Assignment 1 —
Could you restate the Larry Craig blog post starting with "So now he has" and going on through "that? Have you?", replacing "receipt" with "sales slip"?
Assignment 2 —
How might the Larry Craig blog post go on? Write the next part, picking up after its final sentence.

Source text —
--- --- ---
So now he has to go try to exchange it for something he needs, like maybe a set of butt plugs. (I'm just making it up as we go here.) But he doesn't have the receipt! Have you ever tried to do that? Have you?

But seriously, what are you planning to give our boy? Isn't it tacky just to send a card, presumably from the "Congratulations on Not Being Gay (Wink-Wink)" section. Say, did the Singing Senators make any records? (I can't find any on Amazon.com.)

My own inclination would be a copy of Michelangelo Signorile's Outing Yourself: How to Come Out as Lesbian or Gay to Your Family, Friends, and Coworkers. Amazon's got the paperback edition for $11.05 plus shipping, with used copies from $1.37. Our Larry might also appreciate Signorile's still-stirring Queer in America: Sex, the Media, and the Closets of Power, for its consideration of the "closet of power" dearest to the senator's heart, the one in Washington, D.C.


COUNTDOWN POSTSCRIPT

By the way, did you catch the Countdown Players' Dragnet-style dramatic reenactment last night--straight from the official officer's police report--of the great men's-room encounter? Favorite moment here: when "the senator" hands the officer a business card, and says, "What do you think of that?"--and we see a business-size card that has nothing on it except the hand-scribbled word:
SENATOR



UPDATE: HOWIE WEIGHS IN

Just when I had finally decided that I had had it with Larry Craig stories, Ken ambushed me with the one above. How could I resist jumping back in? (Were I a Republican I'd say, "He started it!") I've thought a lot about this since it first came out that Senator Craig was arrested for soliciting sex in a public restroom, something he has been prone to do-- and deny-- over the years. I went from mean-spirited schadenfreude on Monday afternoon to pity on Tuesday and anger towards his Republican homophobic tormentors on Wednesday.
--- --- ---
Excerpted data —
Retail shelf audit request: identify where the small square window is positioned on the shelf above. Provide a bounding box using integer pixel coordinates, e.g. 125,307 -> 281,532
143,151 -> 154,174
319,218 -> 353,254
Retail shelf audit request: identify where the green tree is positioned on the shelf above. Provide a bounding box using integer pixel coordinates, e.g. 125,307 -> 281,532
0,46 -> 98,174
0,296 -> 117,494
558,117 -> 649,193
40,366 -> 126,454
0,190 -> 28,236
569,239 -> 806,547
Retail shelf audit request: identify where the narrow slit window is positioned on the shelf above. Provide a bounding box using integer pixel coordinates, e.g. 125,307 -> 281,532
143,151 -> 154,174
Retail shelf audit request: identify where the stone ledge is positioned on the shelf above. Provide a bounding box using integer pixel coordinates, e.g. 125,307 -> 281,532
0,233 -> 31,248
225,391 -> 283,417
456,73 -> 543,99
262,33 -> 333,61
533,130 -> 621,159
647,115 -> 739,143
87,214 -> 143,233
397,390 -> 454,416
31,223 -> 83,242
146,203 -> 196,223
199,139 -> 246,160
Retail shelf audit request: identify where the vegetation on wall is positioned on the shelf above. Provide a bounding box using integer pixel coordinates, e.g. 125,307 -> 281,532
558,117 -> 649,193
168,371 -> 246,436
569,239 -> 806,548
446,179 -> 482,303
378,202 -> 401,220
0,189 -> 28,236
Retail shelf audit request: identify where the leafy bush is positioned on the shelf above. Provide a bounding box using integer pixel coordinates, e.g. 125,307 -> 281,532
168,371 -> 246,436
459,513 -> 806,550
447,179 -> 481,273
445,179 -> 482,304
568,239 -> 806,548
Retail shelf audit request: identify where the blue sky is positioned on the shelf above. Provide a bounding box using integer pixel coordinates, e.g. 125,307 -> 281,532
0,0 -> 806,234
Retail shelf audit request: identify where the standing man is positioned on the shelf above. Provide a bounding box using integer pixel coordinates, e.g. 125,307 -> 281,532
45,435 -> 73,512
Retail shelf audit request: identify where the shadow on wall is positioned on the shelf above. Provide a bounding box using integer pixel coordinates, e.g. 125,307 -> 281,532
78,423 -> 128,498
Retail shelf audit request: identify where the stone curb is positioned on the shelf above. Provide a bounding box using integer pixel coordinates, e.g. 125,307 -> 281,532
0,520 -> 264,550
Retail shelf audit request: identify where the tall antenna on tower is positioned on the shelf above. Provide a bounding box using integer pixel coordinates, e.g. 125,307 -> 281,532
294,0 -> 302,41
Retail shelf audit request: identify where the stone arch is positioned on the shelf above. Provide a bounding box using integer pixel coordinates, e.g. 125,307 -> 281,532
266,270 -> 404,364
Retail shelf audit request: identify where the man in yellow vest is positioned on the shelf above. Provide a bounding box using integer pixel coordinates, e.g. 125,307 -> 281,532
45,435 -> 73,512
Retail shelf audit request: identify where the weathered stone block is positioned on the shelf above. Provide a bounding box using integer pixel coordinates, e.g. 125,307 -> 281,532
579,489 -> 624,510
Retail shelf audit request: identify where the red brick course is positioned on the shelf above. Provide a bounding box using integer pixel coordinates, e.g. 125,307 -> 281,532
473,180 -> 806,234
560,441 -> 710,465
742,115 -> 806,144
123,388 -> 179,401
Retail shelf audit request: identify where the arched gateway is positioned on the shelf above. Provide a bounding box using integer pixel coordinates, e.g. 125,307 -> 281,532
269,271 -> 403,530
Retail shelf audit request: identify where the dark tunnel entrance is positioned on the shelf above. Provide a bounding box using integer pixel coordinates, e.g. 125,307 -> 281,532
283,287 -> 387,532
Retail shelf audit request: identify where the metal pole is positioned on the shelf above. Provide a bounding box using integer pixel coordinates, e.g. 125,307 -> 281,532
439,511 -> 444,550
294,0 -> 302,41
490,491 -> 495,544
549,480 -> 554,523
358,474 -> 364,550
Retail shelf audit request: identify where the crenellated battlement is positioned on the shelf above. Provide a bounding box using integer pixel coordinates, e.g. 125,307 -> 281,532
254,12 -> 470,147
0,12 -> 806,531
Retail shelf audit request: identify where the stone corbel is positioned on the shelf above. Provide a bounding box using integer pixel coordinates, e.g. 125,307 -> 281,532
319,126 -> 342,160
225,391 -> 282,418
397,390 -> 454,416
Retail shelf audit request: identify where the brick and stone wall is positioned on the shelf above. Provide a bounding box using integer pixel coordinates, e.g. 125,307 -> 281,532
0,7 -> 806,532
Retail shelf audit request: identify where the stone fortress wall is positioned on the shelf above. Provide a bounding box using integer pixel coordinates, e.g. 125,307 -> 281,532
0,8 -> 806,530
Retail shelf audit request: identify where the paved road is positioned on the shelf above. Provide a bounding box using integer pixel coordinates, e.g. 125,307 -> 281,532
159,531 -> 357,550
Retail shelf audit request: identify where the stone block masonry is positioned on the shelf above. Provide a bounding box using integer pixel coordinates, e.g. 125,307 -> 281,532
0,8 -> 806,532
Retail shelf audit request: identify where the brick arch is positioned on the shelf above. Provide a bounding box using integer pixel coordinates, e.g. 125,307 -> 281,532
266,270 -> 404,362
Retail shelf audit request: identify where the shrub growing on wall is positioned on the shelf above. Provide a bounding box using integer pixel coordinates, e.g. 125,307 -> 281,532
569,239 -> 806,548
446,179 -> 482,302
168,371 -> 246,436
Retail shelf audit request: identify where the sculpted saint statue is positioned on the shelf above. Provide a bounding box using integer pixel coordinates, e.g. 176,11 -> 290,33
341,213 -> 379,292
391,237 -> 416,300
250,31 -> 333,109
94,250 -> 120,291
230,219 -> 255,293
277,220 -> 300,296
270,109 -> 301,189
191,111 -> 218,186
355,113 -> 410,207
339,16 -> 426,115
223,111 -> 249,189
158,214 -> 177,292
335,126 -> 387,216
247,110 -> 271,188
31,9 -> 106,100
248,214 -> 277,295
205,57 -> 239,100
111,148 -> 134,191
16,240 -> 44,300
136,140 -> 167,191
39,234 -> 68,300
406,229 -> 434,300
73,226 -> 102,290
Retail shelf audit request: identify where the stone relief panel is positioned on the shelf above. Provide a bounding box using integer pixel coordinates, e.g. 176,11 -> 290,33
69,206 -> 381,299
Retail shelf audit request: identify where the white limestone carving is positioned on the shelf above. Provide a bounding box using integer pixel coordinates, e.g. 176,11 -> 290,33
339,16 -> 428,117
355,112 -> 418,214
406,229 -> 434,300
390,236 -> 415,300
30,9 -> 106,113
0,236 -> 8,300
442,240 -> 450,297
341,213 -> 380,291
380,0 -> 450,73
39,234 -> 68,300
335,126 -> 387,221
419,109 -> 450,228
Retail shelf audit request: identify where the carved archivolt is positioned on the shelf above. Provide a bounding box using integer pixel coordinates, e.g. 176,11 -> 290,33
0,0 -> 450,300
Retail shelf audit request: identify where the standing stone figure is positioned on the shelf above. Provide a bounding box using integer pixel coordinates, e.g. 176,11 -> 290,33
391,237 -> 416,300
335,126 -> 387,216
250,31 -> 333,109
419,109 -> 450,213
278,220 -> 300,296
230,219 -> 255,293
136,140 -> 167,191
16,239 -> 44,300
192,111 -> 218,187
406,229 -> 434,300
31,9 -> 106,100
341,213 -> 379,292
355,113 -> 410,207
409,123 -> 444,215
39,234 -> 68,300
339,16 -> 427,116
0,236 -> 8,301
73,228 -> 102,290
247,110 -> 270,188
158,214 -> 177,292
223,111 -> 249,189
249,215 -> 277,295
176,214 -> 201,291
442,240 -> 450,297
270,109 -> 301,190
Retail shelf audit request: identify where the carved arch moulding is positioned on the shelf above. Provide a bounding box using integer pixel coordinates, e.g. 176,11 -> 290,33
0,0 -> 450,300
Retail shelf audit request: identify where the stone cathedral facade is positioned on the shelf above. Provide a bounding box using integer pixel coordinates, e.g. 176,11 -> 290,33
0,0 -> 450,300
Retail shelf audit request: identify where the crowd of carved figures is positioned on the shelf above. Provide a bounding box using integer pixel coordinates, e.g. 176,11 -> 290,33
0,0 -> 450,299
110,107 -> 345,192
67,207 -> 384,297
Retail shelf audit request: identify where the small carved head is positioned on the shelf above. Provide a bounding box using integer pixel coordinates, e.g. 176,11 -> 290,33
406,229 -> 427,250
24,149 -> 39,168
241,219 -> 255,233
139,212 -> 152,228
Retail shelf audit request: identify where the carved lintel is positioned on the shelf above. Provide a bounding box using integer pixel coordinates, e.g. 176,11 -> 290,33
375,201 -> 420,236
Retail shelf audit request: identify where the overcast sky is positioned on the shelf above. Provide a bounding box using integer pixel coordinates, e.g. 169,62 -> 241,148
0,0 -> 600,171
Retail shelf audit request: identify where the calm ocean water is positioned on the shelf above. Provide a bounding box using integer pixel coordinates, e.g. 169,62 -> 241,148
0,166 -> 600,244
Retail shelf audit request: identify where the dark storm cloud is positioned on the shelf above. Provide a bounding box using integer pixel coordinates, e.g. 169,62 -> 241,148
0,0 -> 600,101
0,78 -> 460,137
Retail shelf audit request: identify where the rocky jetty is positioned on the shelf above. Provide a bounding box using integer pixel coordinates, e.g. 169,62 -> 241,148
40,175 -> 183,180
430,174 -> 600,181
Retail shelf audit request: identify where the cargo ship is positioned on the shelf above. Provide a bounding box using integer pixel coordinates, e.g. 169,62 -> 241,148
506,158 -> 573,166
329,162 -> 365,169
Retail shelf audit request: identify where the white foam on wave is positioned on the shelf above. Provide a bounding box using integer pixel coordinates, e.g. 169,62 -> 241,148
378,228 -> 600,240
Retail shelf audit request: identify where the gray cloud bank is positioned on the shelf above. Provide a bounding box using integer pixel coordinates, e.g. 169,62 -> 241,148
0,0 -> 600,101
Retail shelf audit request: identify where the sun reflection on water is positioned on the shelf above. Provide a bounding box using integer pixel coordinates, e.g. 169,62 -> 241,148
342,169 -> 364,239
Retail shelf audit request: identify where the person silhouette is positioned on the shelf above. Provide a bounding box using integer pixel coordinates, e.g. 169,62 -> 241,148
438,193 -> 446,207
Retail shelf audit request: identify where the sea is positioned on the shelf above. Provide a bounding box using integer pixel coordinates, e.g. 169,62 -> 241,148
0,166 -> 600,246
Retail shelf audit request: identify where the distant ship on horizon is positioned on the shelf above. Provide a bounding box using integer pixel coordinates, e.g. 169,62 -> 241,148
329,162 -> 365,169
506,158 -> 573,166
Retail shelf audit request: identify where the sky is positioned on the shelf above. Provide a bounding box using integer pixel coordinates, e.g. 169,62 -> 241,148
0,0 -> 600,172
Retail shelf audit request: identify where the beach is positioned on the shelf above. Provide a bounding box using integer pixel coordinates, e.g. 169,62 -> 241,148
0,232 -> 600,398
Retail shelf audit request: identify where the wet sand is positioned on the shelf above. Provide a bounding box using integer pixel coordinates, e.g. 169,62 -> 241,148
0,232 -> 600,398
--- --- ---
Result 1 —
So now he has to go try to exchange it for something he needs, like maybe a set of butt plugs. (I'm just making it up as we go here.) But he doesn't have the sales slip! Have you ever tried to do that? Have you?

Result 2 —
Today I called Senator Craig's office to offer a redemptive strategy that will help him capture his dignity and his soul. I don't think he'll bite. But I very much agree with Barney Frank, who kind of outed him back in October of '06 on the Bill Maher show. He didn't actually out him. He just left the question hanging and said something about hypocrisy: "The right to privacy should not be a right to hypocrisy and people who want to demonize other people shouldn't then be able to go home and close the door and do it themselves."

This morning Barney took issue with Craig's homophobic colleagues, playing to the GOP's Know Nothing base, like John McCain and Norm Coleman, who have called for Senator Craig to resign at once. Barney's message to Craig: resist!

The GOP is after Craig's scalp so they can go to their base and say, "See, we'll not all toe-tappin' homos and when we find one, we root him out." They actually applauded David Diapers Vitter (R-LA) when he admitted he had broken the law by hiring hookers. No one asked him to resign from his committees. And no one asked Ted Stevens (R-AK) to step down from his committees, let alone from the Senate, after the FBI announced an investigation into a massive and systematic bribery operation Stevens has been running, an operation based on abusing his committee assignments. But Stevens and Vitter are straight, so Republicans don't even care what laws they break. "What he did, it’s hypocritical," said Barney of Craig this morning, "but it’s not an abuse of his office in the sense that he was taking money for corrupt votes," a subtle slap at Stevens and Senate Minority Leader, Mitch McConnell, a closet queen himself, who is leading the charge to purge Craig.

Barney went on: "It’s one thing to say that someone can’t be trusted to vote without being corrupt, it’s another to say that he can’t be trusted to go to the bathroom by himself."

And as far as resigning, Jeff Merkley the ballsy Democrat looking to replace Oregon's rubber stamp Republican Gordon Smith, has a far better target than the pathetic Larry Craig. Merkley sent the pathetic George W. Bush an evite suggesting he resign.